REQUIRED ACTION: Line by line, print the records exactly, and keep images out of the copy.

DATA RECORDS:
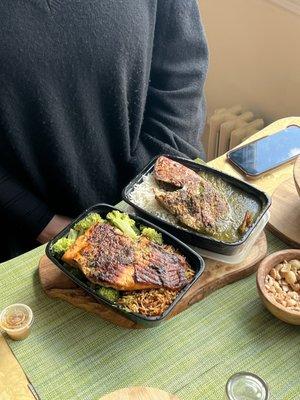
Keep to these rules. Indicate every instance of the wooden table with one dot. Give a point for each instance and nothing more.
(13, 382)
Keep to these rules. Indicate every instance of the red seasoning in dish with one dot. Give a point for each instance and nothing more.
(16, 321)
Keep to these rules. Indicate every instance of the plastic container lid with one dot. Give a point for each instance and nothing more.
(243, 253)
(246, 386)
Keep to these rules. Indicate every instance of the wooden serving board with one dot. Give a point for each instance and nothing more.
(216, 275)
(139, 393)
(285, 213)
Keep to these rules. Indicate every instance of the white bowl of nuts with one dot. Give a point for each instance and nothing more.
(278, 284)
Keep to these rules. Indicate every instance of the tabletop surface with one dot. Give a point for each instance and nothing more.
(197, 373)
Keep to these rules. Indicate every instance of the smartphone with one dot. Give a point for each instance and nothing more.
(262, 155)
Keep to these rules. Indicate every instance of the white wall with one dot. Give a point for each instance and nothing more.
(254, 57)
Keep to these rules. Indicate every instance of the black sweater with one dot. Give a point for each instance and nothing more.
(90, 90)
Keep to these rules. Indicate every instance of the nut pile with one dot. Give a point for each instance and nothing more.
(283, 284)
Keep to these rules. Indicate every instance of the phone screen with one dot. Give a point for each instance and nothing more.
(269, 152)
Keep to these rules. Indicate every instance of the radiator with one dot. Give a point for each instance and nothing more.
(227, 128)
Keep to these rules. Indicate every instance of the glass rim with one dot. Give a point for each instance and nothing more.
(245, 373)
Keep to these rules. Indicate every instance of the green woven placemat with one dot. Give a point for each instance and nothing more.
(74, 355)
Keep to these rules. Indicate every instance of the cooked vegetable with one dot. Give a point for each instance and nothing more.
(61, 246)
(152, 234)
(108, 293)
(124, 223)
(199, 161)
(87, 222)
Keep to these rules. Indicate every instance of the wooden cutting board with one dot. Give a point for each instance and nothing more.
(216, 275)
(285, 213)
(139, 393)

RESPONSE BELOW:
Keep to these rules. Indicate every instance of the wooden table with one dot. Give a point for each instance and nothing more.
(13, 382)
Keep to these rules. Indicate every instance of the red seasoning in dish with one dot. Give a point for each instance and nothing more.
(16, 321)
Keep to these rules. Indicate every instance of the plastic container lid with one dot. Give a point for each instance and nothing more.
(243, 253)
(246, 386)
Keep to these rules. Indicate every instance of the wooden serving board with one dot. Give a point for each instance and nothing more.
(216, 275)
(139, 393)
(285, 213)
Keep to these rules. Indicate every instance of the white bowl of nuts with one dot. Give a point for each instance and nothing more.
(278, 284)
Keep to these rules. Indicate every instance of the tabletop surface with one dot. Give a point for each instance and nothing more.
(197, 373)
Keep to these rules. Indicate every instance of the smartphone with one dot. Give a point for each instance and nothing more.
(262, 155)
Keep to these rules. Indicate every instance of the white wall with one dot. Give a point for each instance and nothing more.
(254, 57)
Keep to these rules. Indicate every instance of the black sweater with one dot. Give a point for each instance and nothing more.
(90, 90)
Keep to these rules. Indicate every instance of the nut pile with one dot. Give a point for each instance and nothing more.
(283, 284)
Keep to these rules. Indicate every instance of the phone screen with one dot. Give a point for each instance and nothing more.
(269, 152)
Keep to these rules. Indicate every instance of the radiator with one dot. Give a point for each instance and nothing more.
(227, 128)
Keep to these rules. Indicate every instance of the glass rim with one dot. Give a point for each instance and nothing more.
(245, 373)
Keep to these rules. Indicate every instance of the green woven placemat with one dot. Give a point for each instance and nothing more.
(74, 355)
Keep to these rules. Indicate every instance of the cooked vegetable with one dot. Give a point for each instance and nothing more.
(61, 246)
(152, 234)
(108, 293)
(124, 223)
(199, 161)
(87, 222)
Keep to these rules. Indicate every instance of the wooden cutting board with one dot. Give a point for each instance and nothing more.
(216, 275)
(285, 213)
(139, 393)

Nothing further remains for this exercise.